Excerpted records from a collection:
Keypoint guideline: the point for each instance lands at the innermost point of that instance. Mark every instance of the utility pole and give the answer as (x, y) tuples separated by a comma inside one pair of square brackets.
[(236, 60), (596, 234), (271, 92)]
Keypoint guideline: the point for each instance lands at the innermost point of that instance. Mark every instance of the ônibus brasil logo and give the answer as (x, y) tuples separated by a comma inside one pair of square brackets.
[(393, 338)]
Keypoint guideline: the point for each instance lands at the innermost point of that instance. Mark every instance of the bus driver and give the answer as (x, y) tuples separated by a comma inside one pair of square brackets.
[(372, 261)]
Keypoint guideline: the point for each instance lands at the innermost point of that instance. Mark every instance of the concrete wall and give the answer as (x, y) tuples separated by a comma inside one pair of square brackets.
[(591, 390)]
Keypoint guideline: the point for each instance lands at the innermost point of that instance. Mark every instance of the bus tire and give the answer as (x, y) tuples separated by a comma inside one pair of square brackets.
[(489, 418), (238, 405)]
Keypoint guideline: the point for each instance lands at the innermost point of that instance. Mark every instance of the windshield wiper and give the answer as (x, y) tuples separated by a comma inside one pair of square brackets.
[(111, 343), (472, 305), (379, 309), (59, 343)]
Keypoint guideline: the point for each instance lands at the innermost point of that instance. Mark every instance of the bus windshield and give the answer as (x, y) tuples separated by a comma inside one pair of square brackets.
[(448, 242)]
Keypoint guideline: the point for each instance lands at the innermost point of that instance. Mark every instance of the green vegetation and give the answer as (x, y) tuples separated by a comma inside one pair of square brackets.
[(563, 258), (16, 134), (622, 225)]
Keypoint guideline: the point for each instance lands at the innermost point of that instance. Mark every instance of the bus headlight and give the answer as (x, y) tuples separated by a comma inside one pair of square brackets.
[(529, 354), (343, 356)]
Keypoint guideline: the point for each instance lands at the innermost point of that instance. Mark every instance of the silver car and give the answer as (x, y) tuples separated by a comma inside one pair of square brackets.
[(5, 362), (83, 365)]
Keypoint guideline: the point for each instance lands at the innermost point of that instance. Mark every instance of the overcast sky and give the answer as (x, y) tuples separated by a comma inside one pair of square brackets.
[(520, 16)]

EXERCISE AIM ▸ Format each line of the listing above as a numbered list and omit any blank lines.

THE RESPONSE ▸
1. Keypoint guideline: the point for each instance lands at the innermost point of that instance. Mark every instance of the utility pole and give the answer as (x, y) tuples separated by a comma inside one pair of square brackets.
2. [(236, 60), (596, 234), (271, 92)]
3. Keypoint guideline: the point for each instance lands at the innermost point of that instance. Mark every instance of the ônibus brasil logo and give the answer as (x, y) tuples separated by a comma inside one pair of square brackets.
4. [(393, 338)]
5. Keypoint guideline: the point for each instance lands at the innermost point of that instance. Mark every instance of the bus driver and give the answer as (x, y) tuples separated by a comma inside one pair of square brackets.
6. [(372, 261)]
7. Keypoint guideline: the point for each instance lands at the innermost point of that instance. Mark every instance of the concrete wall and give the answer as (x, y) tuples separated by a comma inside one pair of square brackets.
8. [(591, 390)]
9. Keypoint guideline: the point for each instance lands at the innermost point of that instance. Mark every instance of the bus tire and give the answer as (x, y) tuples separated by a comma inside one pair of square brackets.
10. [(489, 418), (238, 405)]
11. Keypoint guideline: the point for each instance lands at the innermost point of that instance. Mark every instance of the windshield wiper and give the answer as (x, y) tuples separated by a comma inside one pair of square brackets.
12. [(111, 343), (472, 305), (379, 309), (59, 343)]
13. Keypoint guideline: the point for each instance lands at the innermost point of that instance. Mark every instance of the bus windshield and give the answer as (x, y) tuples separated by a comma inside one pair of square brackets.
14. [(448, 242)]
15. Keypoint guideline: the point for each instance lands at the innermost point of that instance. Mark every instance of the green vegetation and give the answer as (x, y) tuples separated by a comma inside one pair of square brackets.
16. [(563, 258), (16, 134), (622, 225)]
17. Keypoint guideline: the point for each instance lands at the innermost point of that instance. Mark every instance of the bus headlight and give the answer as (x, y) tuples separated by a comma inside one pair of square brackets.
18. [(529, 354), (343, 356)]
19. Keypoint guideline: the point for each instance lands at the innermost point of that instance. Mark every instance of the silver car and give the answer as (x, y) tuples separated by a comma inside one pair of square brackets.
20. [(5, 362), (83, 365)]
21. Keypoint guideline: the point for each instance lands at the innermost point of that instance. Mark every instance of the overcast sky and give the answer as (x, y) tuples separated by a comma inside one pair of square brackets.
22. [(520, 16)]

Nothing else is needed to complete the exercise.